**DATASET EXCERPTS:**
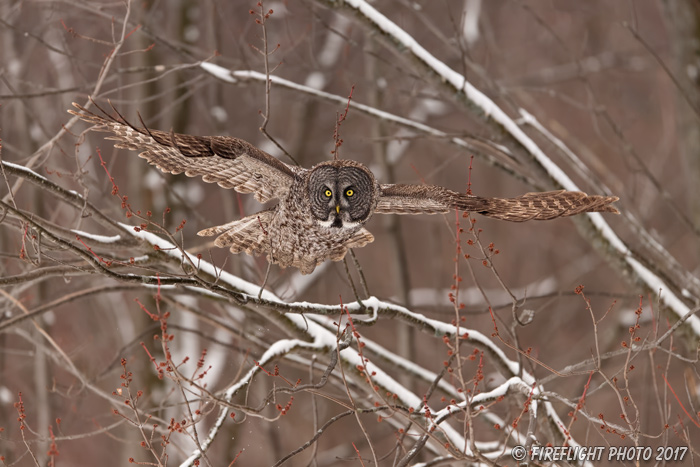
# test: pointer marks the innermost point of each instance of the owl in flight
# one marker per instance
(321, 210)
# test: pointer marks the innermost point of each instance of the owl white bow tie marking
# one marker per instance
(321, 210)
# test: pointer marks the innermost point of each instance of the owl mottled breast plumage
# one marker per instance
(321, 210)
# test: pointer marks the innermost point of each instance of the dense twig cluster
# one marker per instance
(169, 352)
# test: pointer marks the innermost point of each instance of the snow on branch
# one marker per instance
(491, 109)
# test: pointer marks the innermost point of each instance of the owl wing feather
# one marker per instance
(430, 199)
(229, 162)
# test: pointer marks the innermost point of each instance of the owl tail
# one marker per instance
(544, 206)
(249, 234)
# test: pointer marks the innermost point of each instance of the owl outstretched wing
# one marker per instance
(229, 162)
(430, 199)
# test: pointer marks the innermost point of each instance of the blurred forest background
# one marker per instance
(607, 91)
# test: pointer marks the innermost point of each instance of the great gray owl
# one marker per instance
(321, 210)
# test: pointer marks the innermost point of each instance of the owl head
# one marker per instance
(342, 194)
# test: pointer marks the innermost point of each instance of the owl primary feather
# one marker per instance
(321, 210)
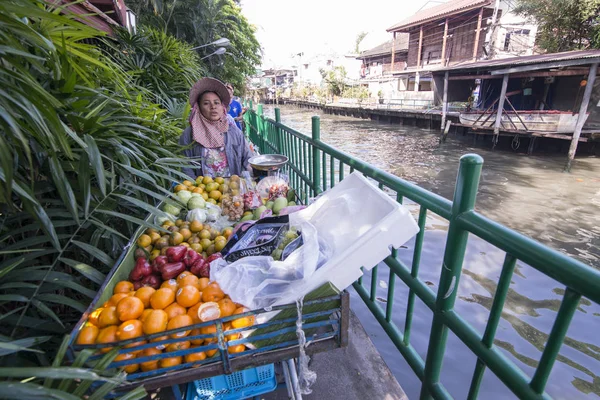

**DIRECTIONS:** For each line above that carries the word "wing", copy it out.

**RESULT BELOW:**
# test: pointer marks the innermost point of each instance of the owl wing feather
# test: pointer marks the innermost point of each instance of the owl outstretched wing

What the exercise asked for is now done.